Çıkarılan Metin:
=====

Aşırı sağın ideolojik bir fenomen olarak İslamcılığı öne çıkarması ve onu yeni bir prosesle, farklı siyasal yöntemlerle kristalize etmesi birçok yönden ele alınması gereken bir konudur. Son yaşananlar göz önünde bulundurulduğunda akabinde iyi bilinen otoriter bir rejimin kaçınılmaz olduğu görülür.  Sunulan ideolojik ve siyasi referanslar çok az değişime uğrasa da İslamcı siyasetin sahnedeki konumlanması hep bir süreklilik gösterdi.

Ortadoğu’da dinin politik bir kültür ve kimlik olarak devlet ile özdeşleşerek siyasallaşması ırkçı ulusal parti ve kurumların güç elde etmelerine önemli bir zemin hazırlamıştır.  İslamcılık bugün artık yıkıcı bir güç olarak ırk merkezli siyasal iktidarların kurumsallaşması için kaçınılmaz görünmektedir.  İslamcılığın yükselişiyle birlikte yükselen yeni aşırı sağ hareketlerin normal bir siyasi değişim sunmanın çok daha ötesinde farklı açılardan örgütlendiği söylenebilir.

Klasik İslamcılık gibi post-İslamcılık da sistemi tersine çevirerek arzuladığı meşruiyeti elde etmeye çalışıyor. Bununla birlikte post-İslamcılığı temsilen aşırı sağın daha radikal bir hale geldiğini de belirtmek gerekir.

Zira her ne kadar İslamcılık ile aşırı sağ arasında temel çıkış noktaları açısından birbiriyle uyuşmayan prensipler söz konusu olsa da ulusçuluk gibi hususlarda benzeştiği noktalar bakımından aralarında pozitif bir ilişkinin varlığı ileri sürülebilir. Geriye dönüp bakıldığında post-İslamcılığın tıpkı ulusçuluğun yükselmesiyle başlayan süreçte öncelikli olarak iktidarı hedefleyerek ötekiler üzerinde güçlü bir hegemonya inşa etmek istediği görülür.

Post-İslamcılık, post-ideolojik bir beklenti bağlamında aşırı sağın yerini almayı amaçlıyor. 1930’larda Batı’da faşizm kendisini hem liberalizme hem de komünizme karşı alternatif bir düşünce olarak öne sürerken günümüz de aynı bir beklentinin post-İslamcılık tarafından karşılandığı söylenebilir. Çökmekte olan merkez sağın yerine geçerek yeni bir siyasal muhayyileyi canlandırmayı amaçlayan siyasal İslamcılığın, post-faşizmin politik emellerine yönelmesi onu bambaşka amaçlara yönlendirmektedir. Bu açıdan bakıldığında post-İslamcılık yeni radikal sağ olmaktan çok yeni bir post-faşizmi çağrıştırmaktadır. Yeni sağın anti demokratik değerlerini kendince idealize edilmiş bir siyasi düzene yansıtan ve onu “muhafazakâr devrim” sloganıyla öne çıkararak kültürel, siyasal ve özgürlük gibi alanlarda bir umutsuzluk geleneği yansıtmaktadır.

=====

Veriler:
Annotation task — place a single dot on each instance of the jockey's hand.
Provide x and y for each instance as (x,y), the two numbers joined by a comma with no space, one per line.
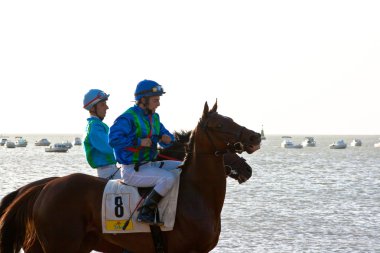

=====

Görev Tanımı:
Post-İslamcılık ve aşırı sağ üzerine olan metinde "Klasik İslamcılık gibi" sözlerinin yer aldığı yerden başlayan ve "etmek istediği görülür." sözlerinden sonra biten bölümü "hegemonya" yerine "egemenlik" kullanarak düzenleyip yeniden yazınız.

Sonuç:
Klasik İslamcılık gibi post-İslamcılık da sistemi tersine çevirerek arzuladığı meşruiyeti elde etmeye çalışıyor. Bununla birlikte post-İslamcılığı temsilen aşırı sağın daha radikal bir hale geldiğini de belirtmek gerekir.

Zira her ne kadar İslamcılık ile aşırı sağ arasında temel çıkış noktaları açısından birbiriyle uyuşmayan prensipler söz konusu olsa da ulusçuluk gibi hususlarda benzeştiği noktalar bakımından aralarında pozitif bir ilişkinin varlığı ileri sürülebilir. Geriye dönüp bakıldığında post-İslamcılığın tıpkı ulusçuluğun yükselmesiyle başlayan süreçte öncelikli olarak iktidarı hedefleyerek ötekiler üzerinde güçlü bir egemenlik inşa etmek istediği görülür.